● WHAT YOU HAVE TO DO
Your result should be every line of the records below that contains the word "exposed".
* * * * * * *
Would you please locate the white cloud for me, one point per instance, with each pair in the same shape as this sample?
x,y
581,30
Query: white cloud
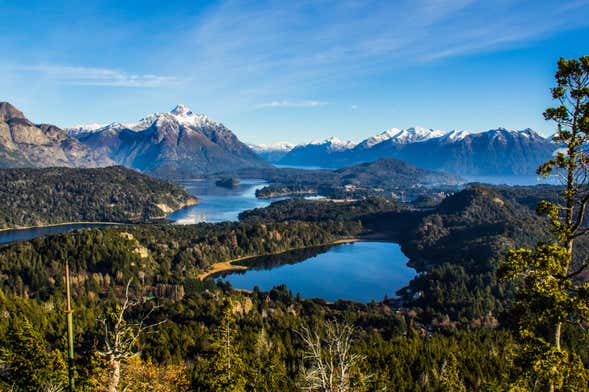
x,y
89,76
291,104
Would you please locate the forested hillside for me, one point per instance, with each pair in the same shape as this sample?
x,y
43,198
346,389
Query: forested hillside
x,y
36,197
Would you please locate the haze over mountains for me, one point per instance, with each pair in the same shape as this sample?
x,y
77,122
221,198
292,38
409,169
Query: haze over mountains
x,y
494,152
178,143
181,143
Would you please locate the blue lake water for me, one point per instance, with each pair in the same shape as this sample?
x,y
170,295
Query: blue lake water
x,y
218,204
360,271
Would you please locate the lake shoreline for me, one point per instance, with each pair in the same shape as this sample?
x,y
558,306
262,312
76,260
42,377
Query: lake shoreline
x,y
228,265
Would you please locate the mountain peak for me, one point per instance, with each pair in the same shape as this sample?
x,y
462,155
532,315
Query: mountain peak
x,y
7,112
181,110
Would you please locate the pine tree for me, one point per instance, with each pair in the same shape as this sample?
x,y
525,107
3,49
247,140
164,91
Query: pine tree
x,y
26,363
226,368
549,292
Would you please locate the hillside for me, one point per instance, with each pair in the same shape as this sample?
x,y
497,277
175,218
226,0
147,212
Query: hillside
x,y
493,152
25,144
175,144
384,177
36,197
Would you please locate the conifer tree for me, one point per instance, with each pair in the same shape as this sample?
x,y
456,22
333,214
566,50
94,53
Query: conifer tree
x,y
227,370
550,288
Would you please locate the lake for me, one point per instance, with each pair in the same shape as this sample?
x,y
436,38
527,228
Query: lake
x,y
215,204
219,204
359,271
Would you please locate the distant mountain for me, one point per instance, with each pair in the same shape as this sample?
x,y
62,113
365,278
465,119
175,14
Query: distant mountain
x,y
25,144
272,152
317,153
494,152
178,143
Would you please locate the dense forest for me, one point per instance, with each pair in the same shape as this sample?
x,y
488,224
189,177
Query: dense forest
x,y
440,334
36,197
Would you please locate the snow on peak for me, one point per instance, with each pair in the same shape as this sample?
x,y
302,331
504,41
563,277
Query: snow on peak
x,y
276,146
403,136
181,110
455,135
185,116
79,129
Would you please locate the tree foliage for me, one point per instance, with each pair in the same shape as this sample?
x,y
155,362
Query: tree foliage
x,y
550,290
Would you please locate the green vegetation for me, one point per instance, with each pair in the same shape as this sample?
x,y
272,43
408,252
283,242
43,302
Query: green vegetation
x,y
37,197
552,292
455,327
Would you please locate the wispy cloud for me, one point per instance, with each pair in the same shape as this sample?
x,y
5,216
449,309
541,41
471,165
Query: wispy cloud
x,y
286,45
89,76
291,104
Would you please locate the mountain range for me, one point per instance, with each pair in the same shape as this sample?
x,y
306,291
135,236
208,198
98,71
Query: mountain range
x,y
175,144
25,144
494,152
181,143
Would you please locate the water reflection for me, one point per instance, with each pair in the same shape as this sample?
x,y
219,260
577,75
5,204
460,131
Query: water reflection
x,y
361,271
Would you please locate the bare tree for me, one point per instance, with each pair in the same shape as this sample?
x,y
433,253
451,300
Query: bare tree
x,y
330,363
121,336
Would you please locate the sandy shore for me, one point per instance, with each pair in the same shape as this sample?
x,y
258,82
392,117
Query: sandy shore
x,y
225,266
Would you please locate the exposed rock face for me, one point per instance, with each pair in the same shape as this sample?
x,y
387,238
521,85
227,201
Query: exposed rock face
* * * * * * *
● TASK RESPONSE
Would you please locate the exposed rock face for me, one point per instance, with each pair in the same shape as this sample?
Query: exposed rock face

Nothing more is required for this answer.